(EXERCISE AIM):
Repeat everything from the start of the listing down to the line containing "positive clicks: (420, 428)", changing "rough mask" to "coarse mask" and keeping the rest unchanged. Omit the pictures.

☆ ☆ ☆ ☆

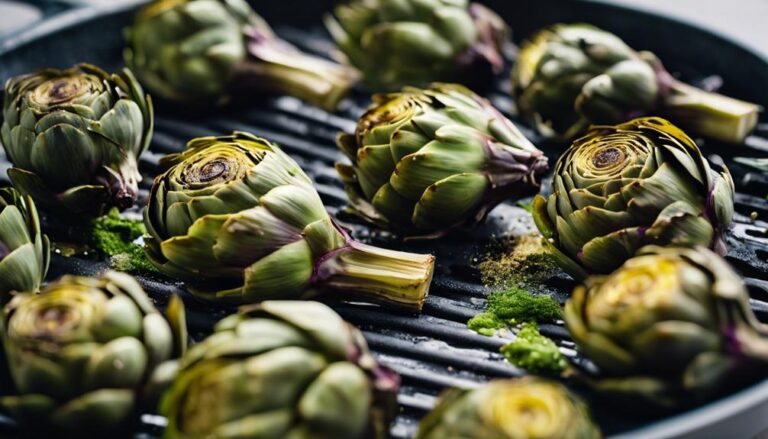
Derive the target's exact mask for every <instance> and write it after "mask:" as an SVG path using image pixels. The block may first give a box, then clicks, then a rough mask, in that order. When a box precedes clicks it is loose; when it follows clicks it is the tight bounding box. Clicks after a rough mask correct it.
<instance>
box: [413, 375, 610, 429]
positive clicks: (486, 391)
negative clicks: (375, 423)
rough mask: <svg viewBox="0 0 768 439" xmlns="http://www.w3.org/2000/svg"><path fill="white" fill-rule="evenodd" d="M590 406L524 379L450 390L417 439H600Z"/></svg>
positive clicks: (420, 428)
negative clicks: (591, 412)
mask: <svg viewBox="0 0 768 439" xmlns="http://www.w3.org/2000/svg"><path fill="white" fill-rule="evenodd" d="M600 437H602V436H601V434H600V430H599V429H598V427H597V426H596V425H595V424H594V423H593V422H592V420H591V419H590V415H589V409H588V408H587V405H586V404H585V403H584V402H583V401H582V400H581V399H580V398H579V397H577V396H575V395H573V394H572V393H571V392H570V391H569V390H568V389H567V388H566V387H565V386H563V385H561V384H559V383H556V382H554V381H548V380H544V379H540V378H533V377H524V378H519V379H510V380H494V381H490V382H488V383H486V384H484V385H482V386H480V387H478V388H476V389H470V390H466V389H457V388H454V389H449V390H448V391H446V392H444V393H443V395H441V397H440V399H439V400H438V403H437V406H436V407H435V408H434V409H433V410H432V411H431V412H430V413H428V414H427V416H426V417H425V418H424V420H423V421H422V422H421V425H420V426H419V432H418V433H417V434H416V439H445V438H462V439H521V438H528V439H597V438H600Z"/></svg>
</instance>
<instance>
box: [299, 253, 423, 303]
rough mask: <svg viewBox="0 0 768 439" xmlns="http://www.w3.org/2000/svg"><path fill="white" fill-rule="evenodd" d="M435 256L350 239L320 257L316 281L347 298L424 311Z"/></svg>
mask: <svg viewBox="0 0 768 439" xmlns="http://www.w3.org/2000/svg"><path fill="white" fill-rule="evenodd" d="M434 266H435V257H434V256H432V255H419V254H415V253H406V252H400V251H395V250H386V249H382V248H378V247H374V246H370V245H366V244H362V243H360V242H357V241H354V240H351V239H350V240H349V241H348V242H347V244H346V245H345V246H343V247H340V248H338V249H336V250H333V251H331V252H329V253H328V254H326V255H325V256H323V257H322V258H320V260H319V261H318V262H317V264H316V265H315V272H314V275H313V283H314V284H315V285H317V286H319V287H321V288H328V289H331V290H333V291H334V292H335V293H336V295H338V296H340V297H341V298H342V299H345V300H353V301H354V300H355V299H357V298H359V299H360V300H363V301H372V302H375V303H379V304H382V305H388V306H396V307H400V308H403V309H405V310H408V311H421V308H422V306H423V305H424V301H425V300H426V298H427V294H428V292H429V285H430V283H431V281H432V275H433V272H434Z"/></svg>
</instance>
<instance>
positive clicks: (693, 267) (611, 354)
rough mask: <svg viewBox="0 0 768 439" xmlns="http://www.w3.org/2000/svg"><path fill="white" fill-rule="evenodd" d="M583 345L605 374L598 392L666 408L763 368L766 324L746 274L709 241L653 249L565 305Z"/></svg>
mask: <svg viewBox="0 0 768 439" xmlns="http://www.w3.org/2000/svg"><path fill="white" fill-rule="evenodd" d="M565 322H566V324H567V326H568V330H569V332H570V333H571V336H572V337H573V339H574V341H575V342H576V344H577V345H578V348H579V350H580V351H581V352H582V353H584V354H586V356H588V357H589V358H590V359H591V360H592V361H594V362H595V363H596V364H597V366H598V367H599V368H600V369H601V370H602V371H603V372H604V373H605V375H606V376H605V378H603V379H602V380H599V381H598V382H596V386H597V388H598V389H600V390H603V391H605V392H608V394H610V395H613V396H626V397H629V398H631V399H632V400H633V401H639V400H641V399H640V398H642V400H644V401H646V402H650V403H653V404H655V405H658V406H660V407H674V406H676V405H680V404H686V403H692V402H697V401H700V400H702V399H704V398H707V397H709V396H712V395H714V394H715V393H717V392H719V391H721V390H725V389H727V388H728V387H729V385H730V384H732V383H735V382H738V381H741V380H743V379H745V378H747V377H750V376H753V374H754V373H755V372H758V373H761V374H762V373H764V371H765V367H766V363H767V362H768V338H766V335H768V331H767V330H768V328H766V327H765V325H763V324H761V323H758V321H757V319H756V318H755V316H754V315H753V313H752V310H751V309H750V308H749V296H748V294H747V290H746V288H745V286H744V283H743V281H742V280H741V278H740V277H739V276H738V275H737V274H736V273H735V272H734V271H733V269H732V268H731V267H730V266H729V265H728V264H727V263H726V262H725V261H724V260H723V259H722V258H720V257H719V256H718V255H716V254H714V253H713V252H711V251H710V250H708V249H706V248H704V247H696V248H682V247H680V248H676V247H670V248H662V247H655V246H649V247H646V248H644V249H643V250H641V251H640V252H639V254H638V256H636V257H634V258H632V259H630V260H628V261H627V262H626V263H625V264H624V265H623V266H622V267H621V268H619V269H618V270H616V271H615V272H614V273H613V274H610V275H608V276H594V277H590V278H589V279H588V280H587V281H586V283H585V284H584V285H583V286H580V287H578V288H576V289H575V291H574V292H573V296H572V297H571V299H570V300H569V302H568V303H567V304H566V306H565Z"/></svg>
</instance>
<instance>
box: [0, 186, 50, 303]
mask: <svg viewBox="0 0 768 439" xmlns="http://www.w3.org/2000/svg"><path fill="white" fill-rule="evenodd" d="M50 247H51V246H50V242H49V241H48V237H47V236H45V235H44V234H43V233H42V232H41V231H40V220H39V218H38V216H37V209H36V208H35V202H34V201H32V199H31V198H30V197H28V196H27V197H25V196H22V195H20V194H19V193H18V192H17V191H16V190H14V189H12V188H4V189H0V303H3V304H4V303H6V302H7V301H8V300H10V298H11V293H12V292H14V291H15V292H33V293H34V292H37V290H39V289H40V285H41V284H42V282H43V280H44V279H45V274H46V273H47V272H48V265H49V263H50V260H51V248H50Z"/></svg>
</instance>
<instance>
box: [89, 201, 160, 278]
mask: <svg viewBox="0 0 768 439" xmlns="http://www.w3.org/2000/svg"><path fill="white" fill-rule="evenodd" d="M145 233H146V229H145V228H144V224H143V223H142V222H141V221H135V220H129V219H124V218H120V213H119V212H118V211H117V210H116V209H113V210H111V211H110V212H109V214H107V215H106V216H103V217H100V218H97V219H95V220H93V223H92V224H91V241H92V244H93V246H94V247H96V248H97V249H98V250H99V251H101V252H102V253H104V254H105V255H106V256H109V257H110V261H109V263H110V266H111V267H112V268H114V269H116V270H120V271H127V272H136V271H142V272H156V271H157V270H156V269H155V267H154V266H153V265H152V263H151V262H149V260H148V259H147V256H146V255H145V254H144V249H143V247H142V246H141V245H139V244H137V243H136V242H135V241H136V240H137V239H138V238H140V237H141V236H143V235H144V234H145Z"/></svg>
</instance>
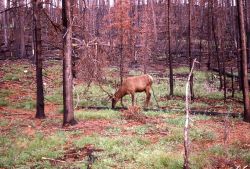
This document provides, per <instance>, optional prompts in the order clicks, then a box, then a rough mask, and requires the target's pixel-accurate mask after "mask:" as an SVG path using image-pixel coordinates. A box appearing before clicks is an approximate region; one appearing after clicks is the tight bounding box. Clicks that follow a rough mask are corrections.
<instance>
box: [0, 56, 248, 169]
mask: <svg viewBox="0 0 250 169" xmlns="http://www.w3.org/2000/svg"><path fill="white" fill-rule="evenodd" d="M0 65H1V66H0V132H1V135H0V168H87V167H90V168H173V169H175V168H183V167H182V166H183V152H184V149H183V126H184V123H185V119H184V117H185V115H184V108H185V101H184V97H185V95H184V93H185V90H184V88H185V80H186V75H187V73H188V68H183V67H179V68H176V69H175V74H178V76H176V77H175V96H174V97H168V96H167V93H168V88H167V79H166V78H164V77H157V75H154V78H155V82H154V93H155V96H156V99H154V98H153V97H152V99H151V105H150V108H151V109H152V110H149V111H145V110H143V109H142V108H141V107H142V105H143V101H144V98H145V96H144V94H138V95H137V96H136V97H137V100H136V103H137V105H138V106H136V107H129V108H128V109H120V110H111V109H100V110H89V109H81V107H87V106H96V107H110V101H109V100H108V98H107V94H105V93H104V91H103V89H105V91H108V92H110V93H113V92H114V88H115V85H116V83H117V82H115V81H114V79H115V78H114V77H117V79H119V78H118V76H117V74H118V73H117V69H116V68H112V69H111V68H109V69H106V70H105V71H104V72H105V74H106V75H107V76H106V78H105V81H104V82H103V83H102V84H101V85H102V87H100V86H99V85H100V84H99V85H97V84H96V83H94V82H92V83H91V85H90V87H88V84H85V83H83V82H82V81H83V80H82V79H79V80H78V81H76V82H75V83H76V86H75V88H74V98H75V105H76V104H77V107H76V110H75V116H76V119H77V121H78V124H77V125H75V126H69V127H65V128H63V127H62V86H61V85H62V84H61V82H62V79H61V77H62V73H61V63H60V62H58V61H53V62H52V61H50V62H48V63H47V62H46V63H45V69H44V75H45V78H44V82H45V84H44V86H45V101H46V105H45V114H46V119H42V120H39V119H36V118H34V116H35V98H36V96H35V91H36V90H35V67H34V65H32V64H30V63H28V62H27V61H25V60H19V61H0ZM129 73H130V74H131V75H132V74H139V73H140V72H138V71H137V72H135V71H133V72H129ZM113 75H114V76H113ZM194 77H195V88H194V90H195V95H196V99H195V101H194V102H192V104H191V110H198V111H204V112H210V111H211V112H218V113H221V114H224V113H226V112H229V113H242V112H243V104H242V94H241V93H240V92H238V91H237V90H236V91H235V96H234V97H231V93H230V92H229V93H227V94H228V97H227V100H226V103H224V100H223V92H222V91H219V90H218V86H219V84H218V75H217V74H216V73H211V72H204V71H196V72H195V76H194ZM110 83H111V85H110ZM228 84H230V81H228ZM101 88H102V89H101ZM235 88H236V87H235ZM228 90H230V89H228ZM124 102H125V105H130V104H131V103H130V97H125V99H124ZM157 104H158V105H159V107H160V108H161V109H160V110H157V111H155V110H156V109H159V107H158V106H157ZM249 131H250V124H249V123H245V122H243V121H242V118H241V117H236V118H232V117H229V116H225V115H223V116H207V115H191V127H190V137H191V141H190V151H191V154H190V165H191V168H242V169H243V168H250V132H249Z"/></svg>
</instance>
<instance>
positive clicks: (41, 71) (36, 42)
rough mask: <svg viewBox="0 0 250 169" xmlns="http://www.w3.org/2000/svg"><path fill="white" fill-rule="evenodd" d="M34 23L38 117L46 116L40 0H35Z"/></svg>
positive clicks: (33, 13) (32, 3)
mask: <svg viewBox="0 0 250 169" xmlns="http://www.w3.org/2000/svg"><path fill="white" fill-rule="evenodd" d="M32 5H33V24H34V34H33V35H34V49H35V61H36V86H37V87H36V90H37V91H36V97H37V98H36V118H39V119H42V118H45V113H44V90H43V58H42V34H41V33H42V31H41V21H40V11H41V9H42V3H41V1H40V0H33V1H32Z"/></svg>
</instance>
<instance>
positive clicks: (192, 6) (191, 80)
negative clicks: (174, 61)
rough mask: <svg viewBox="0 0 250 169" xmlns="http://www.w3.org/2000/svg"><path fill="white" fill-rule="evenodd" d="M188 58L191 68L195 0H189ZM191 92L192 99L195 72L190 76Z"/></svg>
mask: <svg viewBox="0 0 250 169" xmlns="http://www.w3.org/2000/svg"><path fill="white" fill-rule="evenodd" d="M188 5H189V6H188V59H189V67H190V70H191V68H192V8H193V6H192V5H193V0H189V3H188ZM189 87H190V93H191V99H192V100H193V99H194V92H193V74H191V76H190V85H189Z"/></svg>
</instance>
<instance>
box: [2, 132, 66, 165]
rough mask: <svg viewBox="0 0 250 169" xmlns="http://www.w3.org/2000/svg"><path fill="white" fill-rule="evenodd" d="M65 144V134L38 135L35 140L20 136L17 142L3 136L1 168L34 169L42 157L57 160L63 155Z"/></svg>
mask: <svg viewBox="0 0 250 169" xmlns="http://www.w3.org/2000/svg"><path fill="white" fill-rule="evenodd" d="M64 143H65V136H64V134H63V133H56V134H55V135H52V136H44V135H43V134H41V133H37V134H36V135H35V137H34V138H30V137H27V136H20V137H17V138H16V139H15V140H12V139H11V138H10V137H3V136H1V137H0V147H1V150H2V151H0V167H6V168H10V167H14V166H16V167H17V166H18V167H21V166H22V167H24V166H26V167H28V166H30V167H32V166H33V163H34V162H36V161H40V160H41V158H42V157H47V158H57V157H59V156H61V155H62V152H63V146H62V145H63V144H64Z"/></svg>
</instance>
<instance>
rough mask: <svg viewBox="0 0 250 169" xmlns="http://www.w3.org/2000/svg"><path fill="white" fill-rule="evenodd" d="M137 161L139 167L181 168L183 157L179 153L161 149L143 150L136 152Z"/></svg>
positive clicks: (170, 168)
mask: <svg viewBox="0 0 250 169" xmlns="http://www.w3.org/2000/svg"><path fill="white" fill-rule="evenodd" d="M137 162H138V163H139V164H140V166H141V168H155V169H161V168H168V169H178V168H180V169H181V168H183V157H182V154H180V153H167V152H165V151H163V150H153V151H144V152H141V153H139V154H138V158H137Z"/></svg>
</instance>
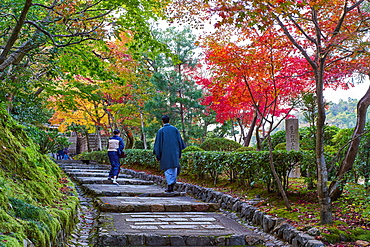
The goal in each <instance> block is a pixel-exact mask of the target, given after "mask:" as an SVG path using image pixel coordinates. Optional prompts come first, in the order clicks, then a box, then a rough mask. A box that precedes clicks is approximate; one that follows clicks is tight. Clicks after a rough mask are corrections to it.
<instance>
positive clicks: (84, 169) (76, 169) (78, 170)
mask: <svg viewBox="0 0 370 247" xmlns="http://www.w3.org/2000/svg"><path fill="white" fill-rule="evenodd" d="M109 170H110V169H109V168H108V169H99V168H96V169H95V168H88V169H86V168H63V171H65V172H66V173H73V172H100V173H107V172H109Z"/></svg>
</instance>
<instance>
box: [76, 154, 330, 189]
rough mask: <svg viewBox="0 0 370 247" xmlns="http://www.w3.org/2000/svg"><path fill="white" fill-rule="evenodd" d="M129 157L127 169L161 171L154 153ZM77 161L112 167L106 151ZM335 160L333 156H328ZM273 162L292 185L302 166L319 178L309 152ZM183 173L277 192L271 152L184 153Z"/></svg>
mask: <svg viewBox="0 0 370 247" xmlns="http://www.w3.org/2000/svg"><path fill="white" fill-rule="evenodd" d="M125 152H126V153H127V157H126V158H125V159H121V163H122V165H123V166H124V167H130V165H131V164H134V165H138V166H141V167H142V168H143V169H145V168H151V169H159V164H158V162H157V161H156V160H155V156H154V154H153V151H152V150H143V149H128V150H125ZM75 158H79V159H90V160H94V161H96V162H98V163H103V164H109V160H108V155H107V152H106V151H97V152H92V153H84V154H80V155H78V156H75ZM328 158H329V159H330V158H332V156H328ZM273 160H274V164H275V167H276V170H277V173H278V175H279V177H280V179H281V181H282V182H283V186H284V187H285V188H287V186H288V175H289V172H290V171H291V170H292V169H293V167H294V166H296V165H298V166H300V168H301V170H302V171H303V174H307V171H308V170H309V171H310V174H313V177H316V176H315V167H316V166H315V155H314V153H313V152H312V151H311V152H308V151H290V152H287V151H281V150H277V151H273ZM180 163H181V170H182V173H186V174H187V175H190V176H192V177H194V178H196V179H199V180H202V179H211V180H212V181H213V183H214V184H217V182H218V180H219V178H220V175H223V176H226V178H227V179H228V180H230V181H231V182H235V183H237V184H239V185H242V186H253V185H254V184H262V185H264V186H266V187H267V188H268V190H269V191H270V190H273V189H274V187H275V184H276V183H275V182H274V178H273V176H272V173H271V168H270V163H269V152H268V151H246V152H223V151H188V152H184V153H183V154H182V158H181V160H180Z"/></svg>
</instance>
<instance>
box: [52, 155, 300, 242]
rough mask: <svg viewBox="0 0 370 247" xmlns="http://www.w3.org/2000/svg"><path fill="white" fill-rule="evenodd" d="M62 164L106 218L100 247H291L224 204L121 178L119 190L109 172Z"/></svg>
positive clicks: (71, 165)
mask: <svg viewBox="0 0 370 247" xmlns="http://www.w3.org/2000/svg"><path fill="white" fill-rule="evenodd" d="M58 164H59V165H60V166H61V167H62V169H64V171H65V172H66V173H67V174H68V175H69V176H70V177H71V178H73V179H74V180H75V181H76V182H77V183H78V184H79V186H81V188H82V189H83V190H84V191H85V193H87V194H89V195H90V196H92V197H93V198H95V199H94V203H95V205H96V207H97V208H98V210H99V211H100V212H101V213H100V215H99V216H98V218H97V219H96V220H97V229H98V231H97V240H96V242H97V243H96V245H97V246H104V247H106V246H112V247H113V246H117V247H118V246H289V245H287V244H284V243H283V242H282V241H279V240H276V239H275V238H273V237H270V236H268V235H266V234H261V232H259V231H256V230H255V227H248V226H247V225H245V224H241V223H239V222H238V221H237V220H235V219H232V218H231V217H229V216H228V215H226V214H225V212H223V211H222V210H220V203H216V202H204V201H200V200H197V199H195V198H193V197H190V196H188V195H187V194H186V193H185V192H179V191H176V192H173V193H166V192H165V191H164V190H165V188H164V187H162V186H159V185H158V181H157V182H156V181H155V179H154V181H148V180H142V179H138V178H134V177H132V176H131V175H130V174H121V175H120V177H119V179H118V182H119V183H120V185H114V184H111V181H109V180H107V177H108V172H109V166H106V165H99V164H94V163H93V164H91V163H90V164H82V163H79V162H78V161H68V162H66V161H62V162H59V161H58ZM122 171H123V172H125V171H126V172H127V170H125V169H122ZM128 173H129V172H128ZM297 246H298V245H297Z"/></svg>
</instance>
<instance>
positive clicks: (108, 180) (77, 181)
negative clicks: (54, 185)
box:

☆ ☆ ☆ ☆

(SOLUTION FOR THIS TASK):
Derive the target's exact mask for every <instance> and write it after "mask:" as an SVG path using image pixels. The block may first give a box, then clicks, then a coarse mask, in that order. When a box precedes clicks it is loose; when it follows clicks it is the tight bounding box. Clicks after a coarse mask correct it.
<instance>
box: [413, 375, 610, 429]
positive clicks: (486, 391)
negative clicks: (375, 423)
coarse mask: <svg viewBox="0 0 768 439" xmlns="http://www.w3.org/2000/svg"><path fill="white" fill-rule="evenodd" d="M590 406L524 379L450 390L417 439H600Z"/></svg>
positive clicks: (420, 428)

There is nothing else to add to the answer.